(Excerpts from a dataset)
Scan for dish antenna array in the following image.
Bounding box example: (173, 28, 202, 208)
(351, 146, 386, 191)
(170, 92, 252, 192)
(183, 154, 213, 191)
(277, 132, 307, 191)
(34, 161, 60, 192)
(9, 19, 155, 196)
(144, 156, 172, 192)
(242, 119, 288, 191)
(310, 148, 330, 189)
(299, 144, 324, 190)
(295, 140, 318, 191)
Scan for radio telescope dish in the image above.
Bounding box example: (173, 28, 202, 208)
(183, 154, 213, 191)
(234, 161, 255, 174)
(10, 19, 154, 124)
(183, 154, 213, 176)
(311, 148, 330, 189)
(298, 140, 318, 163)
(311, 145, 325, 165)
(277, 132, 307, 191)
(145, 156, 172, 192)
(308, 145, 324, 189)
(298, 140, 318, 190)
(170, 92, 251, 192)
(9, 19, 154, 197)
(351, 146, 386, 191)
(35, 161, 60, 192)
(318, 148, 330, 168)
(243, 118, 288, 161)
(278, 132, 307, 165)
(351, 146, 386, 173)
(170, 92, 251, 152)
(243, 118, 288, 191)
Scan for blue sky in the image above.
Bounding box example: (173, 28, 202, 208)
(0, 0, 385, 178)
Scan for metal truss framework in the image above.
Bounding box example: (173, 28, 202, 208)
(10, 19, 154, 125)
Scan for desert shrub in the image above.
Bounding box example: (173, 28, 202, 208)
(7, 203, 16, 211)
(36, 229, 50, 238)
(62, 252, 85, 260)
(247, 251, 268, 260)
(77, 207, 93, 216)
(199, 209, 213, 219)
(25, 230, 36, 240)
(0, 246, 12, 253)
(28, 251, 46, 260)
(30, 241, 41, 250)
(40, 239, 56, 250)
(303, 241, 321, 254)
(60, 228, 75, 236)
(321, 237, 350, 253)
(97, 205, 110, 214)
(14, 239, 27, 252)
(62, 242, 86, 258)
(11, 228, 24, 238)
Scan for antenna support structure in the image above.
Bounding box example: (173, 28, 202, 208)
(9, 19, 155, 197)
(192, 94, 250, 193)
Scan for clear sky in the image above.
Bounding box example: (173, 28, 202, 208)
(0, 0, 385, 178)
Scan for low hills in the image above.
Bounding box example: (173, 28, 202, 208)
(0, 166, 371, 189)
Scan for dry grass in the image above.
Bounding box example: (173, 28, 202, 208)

#### The problem
Reproduce every entry above. Make each line identical to the original.

#### Worked solution
Scan for dish antenna array in the following image.
Bounding box example: (173, 28, 202, 208)
(351, 146, 386, 191)
(170, 92, 252, 192)
(183, 154, 213, 191)
(277, 132, 307, 191)
(34, 161, 60, 192)
(9, 19, 155, 196)
(144, 156, 172, 192)
(242, 119, 288, 191)
(310, 148, 330, 189)
(299, 144, 324, 190)
(295, 140, 318, 191)
Scan for radio telescope dish in the image above.
Bounding box example: (173, 28, 202, 208)
(183, 154, 213, 191)
(234, 161, 255, 174)
(10, 19, 154, 124)
(183, 154, 213, 176)
(311, 148, 330, 189)
(298, 140, 318, 163)
(311, 145, 325, 165)
(277, 132, 307, 191)
(145, 156, 172, 192)
(308, 145, 324, 189)
(298, 140, 318, 190)
(170, 92, 251, 192)
(9, 19, 154, 197)
(351, 146, 386, 191)
(35, 161, 60, 192)
(318, 148, 330, 168)
(243, 118, 288, 161)
(278, 132, 307, 165)
(351, 146, 386, 173)
(170, 92, 251, 152)
(243, 118, 288, 191)
Scan for blue sky in the image above.
Bounding box example: (173, 28, 202, 208)
(0, 0, 385, 178)
Scan for metal truss framework in the image above.
Bounding box example: (173, 28, 202, 208)
(10, 19, 154, 125)
Scan for desert shrub in the image above.
Bounding box example: (173, 28, 202, 208)
(7, 203, 16, 211)
(36, 229, 50, 238)
(62, 252, 85, 260)
(247, 251, 268, 260)
(77, 207, 93, 216)
(199, 209, 213, 219)
(25, 230, 36, 240)
(0, 246, 12, 253)
(28, 251, 46, 260)
(30, 241, 41, 250)
(40, 239, 56, 250)
(303, 241, 321, 254)
(60, 228, 75, 236)
(321, 237, 350, 253)
(97, 205, 110, 214)
(14, 239, 27, 252)
(62, 242, 86, 258)
(11, 228, 24, 238)
Scan for antenna support structure in the image above.
Bounding box example: (173, 28, 202, 208)
(9, 19, 155, 197)
(192, 94, 250, 193)
Scan for clear sky in the image above.
Bounding box example: (173, 28, 202, 208)
(0, 0, 385, 178)
Scan for low hills in the image above.
Bounding box example: (173, 28, 202, 208)
(0, 166, 371, 189)
Scan for dry grass in the image above.
Bounding box example: (173, 28, 202, 208)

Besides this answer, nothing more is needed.